- SELECTED EXCERPT
————————

The design and implementation of the Crumbs sonification is the brain child of Robin Bargar, principal investigator of NCSA's Audio Development Group. Bargar sees numerous ways in which patterns can be found in scientific data by applying sound, but he must convince researchers of the usefulness of this new tool. "The skepticism associated with the birth of visualization has a parallel in the emergence of sonification. For example, from time to time one encounters the challenge to 'give an example of a scientific discovery that was made using computer-generated sound.' Well, that line of argumentation is like expecting the amoeba to invent the microscope. We know of many contexts where sound calls our attention and enhances what is seen. We listen to our car engine to determine when it's time for a tune up, or sometimes a siren warns us about an ambulance we can't see. If we don't support sound tools' development we will not be able to put the power of sound to work for the benefit of scientific understanding." Of significant note, Bargar points to people in education and those developing tools for the visually impaired who have found this type of auditory information to be tremendously useful.

In the last few years, creating sound for visualization has become more and more critical. Bargar's goal is to work toward inventing an effective sound palette for researchers. "There's never been a widely available sonification workbench. The newness of the idea makes it a challenge for the research community. There is a need to identify elements within the sonification architecture -- which is hardware independent -- that will serve the demand for the creation of quality sound in scientific work." So for each project his team composes a "surface for the sound" in a way that when the data changes the researcher's experience allows him/her to reflect on how it's changing. Bargar says the listener grows accustomed to paying attention to two types of changes -- the visual and the aural.

————————

- DATA EXCERPT
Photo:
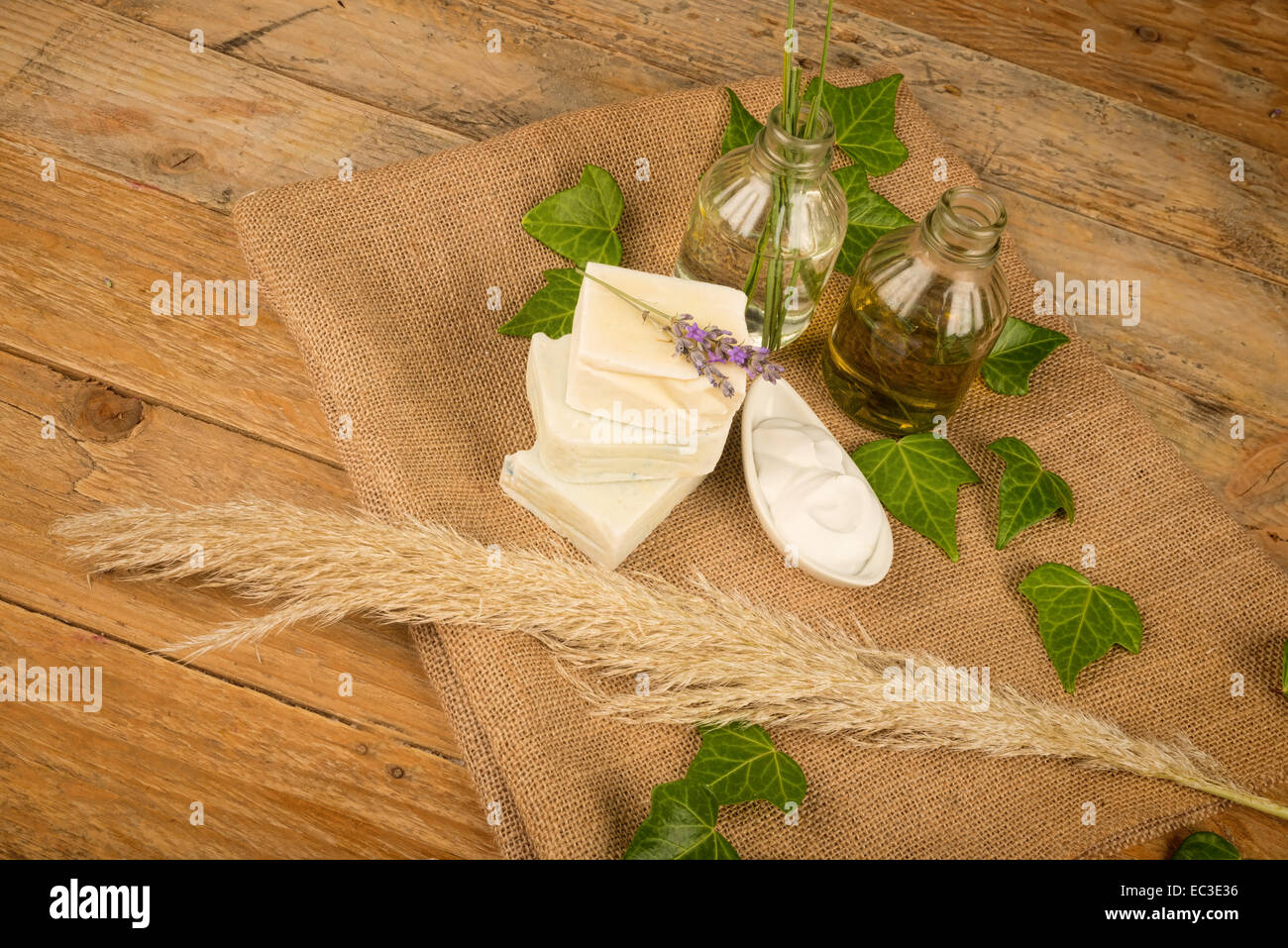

————————

According to the passage on the Crumbs sonification, what position does Robin Bargar hold?

He is principal investigator of NCSA's Audio Development Group.